The New York State Office of the State Comptroller (“OSC”) recently announced that five audits of the State Department of Health’s (“DOH”) Medicaid program identified approximately $706.6 million in “improper or questionable payments.” After such findings, OSC provided several cost-saving recommendations to DOH.
The DOH administers the State’s Medicaid program and utilizes two different methods of payment for Medicaid services. The fee-for-service (“FFS”) method makes payments to health care providers directly using a claims processing system called eMedNY. Alternatively, the managed care method entails payments to managed care organizations (“MCOs”) who arrange care for Medicaid recipients and reimburse their network providers. Further, every person who applies for Medicaid benefits receives a unique Client Identification Number (“CIN”) and can have more than one CIN if they have both a FFS enrollment and a MCO enrollment. However, only one of these numbers should be active at a time to avoid duplicate payments to the same person. OSC found Medicaid made $47.8 million in payments on behalf of Medicaid recipients with multiple CINs.
In another audit, OSC found that while DOH has taken steps to ensure that economically efficient pharmacy services are provided under FFS, they failed to ensure that the pharmacy services provided through MCOs were using the lowest net cost drugs. In fact, the audit found that DOH does not require that MCOs use the most cost-effective drugs nor does DOH give them assistance in figuring out which drugs are most cost-effective. As a result, OSC estimates that $605 million in unnecessary costs were incurred by the Medicaid program.
Additionally, three additional audits concerning eMedNY uncovered $53.8 million in improper payments made by the State.
Improper payments were made by eMedNY and MCOs to pharmacies for drugs that were dispensed after they were terminated, or taken off the market, due to safety or commercial reasons. These improper payments were the result of a lack of communication on the part of DOH who should have communicated the termination date claim rejection policy to the MCOs and because, in some instances, DOH had not received drug termination dates from the Center for Medicare and Medicaid Services (“CMS”) when the claims for the drugs were being processed. OSC recommends that DOH monitor and instruct MCOs to decline payment for drugs that have been terminated.
OSC discovered that various payments made through eMedNY were for claims that do not comply with Medicaid policies, processed claims with inaccurate information, and processed claims that were billed at a higher level of care when a lower level of care was actually provided. Further, OSC identified 21 Medicaid providers who were charged with or found guilty of violating laws or regulations pertaining to health care programs.
The State also made improper payments to recipients who had terminated their coverage in New York State of Health (“NYSOH”), the State’s health plan marketplace, but were still listed as covered in eMedNY because inaccurate or untimely information was sent to the system by NYSOH. Due to a lack of reconciliation between eMedNY and NYSOH, improper payments were made on behalf of 1,096 recipients and 319 deceased recipients. OSC recommends that DOH make appropriate recoveries, resolve the differences between NYSOH and eMedNY, and prioritize these actions so that these overpayments do not happen again.
The State Comptroller, Thomas P. DiNapoli, provided that “[h]undreds of millions of dollars could be saved with better financial and management controls over the state’s Medicaid program,” and said there will be continued OSC oversight “as DOH can do much more to save taxpayer dollars.”

▶ **EXERCISE AIM**
Answer from the Medicaid audit summary:
(a) What claims processing system does the fee-for-service method use to pay health care providers?
(b) What amount in unnecessary costs does OSC estimate the Medicaid program incurred through pharmacy services provided by MCOs?
(c) How many Medicaid providers did OSC identify as charged with or found guilty of violating laws or regulations pertaining to health care programs?

▶ **SOURCE INFORMATION**

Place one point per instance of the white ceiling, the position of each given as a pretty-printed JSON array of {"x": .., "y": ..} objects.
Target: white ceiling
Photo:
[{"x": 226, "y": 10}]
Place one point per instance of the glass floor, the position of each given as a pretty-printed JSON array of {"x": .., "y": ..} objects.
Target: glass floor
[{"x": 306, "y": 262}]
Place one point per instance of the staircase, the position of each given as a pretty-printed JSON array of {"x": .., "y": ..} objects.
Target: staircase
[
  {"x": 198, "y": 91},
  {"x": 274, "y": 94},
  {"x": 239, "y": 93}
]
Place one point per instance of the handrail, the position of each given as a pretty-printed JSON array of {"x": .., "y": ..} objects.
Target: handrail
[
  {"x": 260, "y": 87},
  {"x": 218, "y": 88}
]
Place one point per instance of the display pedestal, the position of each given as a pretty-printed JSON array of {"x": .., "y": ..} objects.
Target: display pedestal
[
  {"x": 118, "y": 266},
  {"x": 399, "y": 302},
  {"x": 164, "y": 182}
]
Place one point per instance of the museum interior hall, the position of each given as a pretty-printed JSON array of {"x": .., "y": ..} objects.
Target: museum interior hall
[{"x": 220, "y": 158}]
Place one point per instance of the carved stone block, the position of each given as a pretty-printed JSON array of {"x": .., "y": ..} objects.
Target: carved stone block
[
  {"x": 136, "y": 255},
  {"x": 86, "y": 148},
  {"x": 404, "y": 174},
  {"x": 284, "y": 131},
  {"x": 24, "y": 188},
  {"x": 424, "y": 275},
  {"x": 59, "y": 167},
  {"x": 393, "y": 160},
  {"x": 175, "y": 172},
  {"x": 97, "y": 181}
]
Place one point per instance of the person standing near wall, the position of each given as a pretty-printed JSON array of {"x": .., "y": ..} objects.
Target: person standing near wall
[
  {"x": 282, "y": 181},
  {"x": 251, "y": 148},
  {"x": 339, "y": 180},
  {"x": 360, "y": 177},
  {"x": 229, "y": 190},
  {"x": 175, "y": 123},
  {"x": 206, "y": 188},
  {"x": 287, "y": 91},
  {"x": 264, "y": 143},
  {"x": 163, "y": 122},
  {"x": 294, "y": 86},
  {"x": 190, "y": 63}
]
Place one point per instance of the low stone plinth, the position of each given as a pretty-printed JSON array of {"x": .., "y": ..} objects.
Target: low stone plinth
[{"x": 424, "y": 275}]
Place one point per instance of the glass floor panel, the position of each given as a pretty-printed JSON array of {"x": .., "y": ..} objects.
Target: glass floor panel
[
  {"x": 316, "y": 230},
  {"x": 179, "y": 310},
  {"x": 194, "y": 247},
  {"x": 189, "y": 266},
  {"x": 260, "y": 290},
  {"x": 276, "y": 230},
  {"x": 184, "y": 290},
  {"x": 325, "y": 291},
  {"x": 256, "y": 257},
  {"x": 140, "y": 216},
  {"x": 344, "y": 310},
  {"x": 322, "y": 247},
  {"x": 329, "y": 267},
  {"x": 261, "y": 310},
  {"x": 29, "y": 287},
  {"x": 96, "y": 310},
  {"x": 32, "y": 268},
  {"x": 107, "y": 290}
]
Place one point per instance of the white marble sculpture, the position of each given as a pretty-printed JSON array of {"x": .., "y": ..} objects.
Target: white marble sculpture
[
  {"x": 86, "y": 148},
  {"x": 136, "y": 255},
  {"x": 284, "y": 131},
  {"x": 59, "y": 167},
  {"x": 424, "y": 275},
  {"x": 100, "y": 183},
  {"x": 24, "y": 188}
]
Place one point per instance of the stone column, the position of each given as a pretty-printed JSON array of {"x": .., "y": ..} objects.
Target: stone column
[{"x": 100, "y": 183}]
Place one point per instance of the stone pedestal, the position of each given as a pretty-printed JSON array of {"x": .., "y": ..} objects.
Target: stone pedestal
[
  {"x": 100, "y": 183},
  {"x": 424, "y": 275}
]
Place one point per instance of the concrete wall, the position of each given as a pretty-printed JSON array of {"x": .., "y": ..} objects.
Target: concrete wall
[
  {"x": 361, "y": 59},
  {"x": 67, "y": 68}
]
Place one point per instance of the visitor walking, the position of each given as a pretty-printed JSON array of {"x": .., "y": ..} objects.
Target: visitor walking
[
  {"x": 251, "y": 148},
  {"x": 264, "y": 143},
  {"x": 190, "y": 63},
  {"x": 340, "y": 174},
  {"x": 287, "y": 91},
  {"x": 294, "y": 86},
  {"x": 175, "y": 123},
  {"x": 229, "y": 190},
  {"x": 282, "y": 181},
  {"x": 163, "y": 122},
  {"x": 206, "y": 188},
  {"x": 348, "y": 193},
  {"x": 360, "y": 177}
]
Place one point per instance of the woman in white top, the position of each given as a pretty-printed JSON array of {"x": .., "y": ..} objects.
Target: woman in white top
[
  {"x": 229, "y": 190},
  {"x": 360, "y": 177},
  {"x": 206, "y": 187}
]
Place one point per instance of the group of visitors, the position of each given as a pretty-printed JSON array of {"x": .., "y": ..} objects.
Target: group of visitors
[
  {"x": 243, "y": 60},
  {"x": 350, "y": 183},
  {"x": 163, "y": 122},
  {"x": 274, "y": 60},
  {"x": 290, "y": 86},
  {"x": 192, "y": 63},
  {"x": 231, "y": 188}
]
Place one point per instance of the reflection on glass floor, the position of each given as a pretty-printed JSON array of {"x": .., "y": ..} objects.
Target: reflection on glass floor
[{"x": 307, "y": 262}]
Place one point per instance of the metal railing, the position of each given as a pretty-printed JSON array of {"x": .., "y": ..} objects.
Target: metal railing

▶ **RESPONSE TO THIS EXERCISE**
(a) eMedNY
(b) $605 million
(c) 21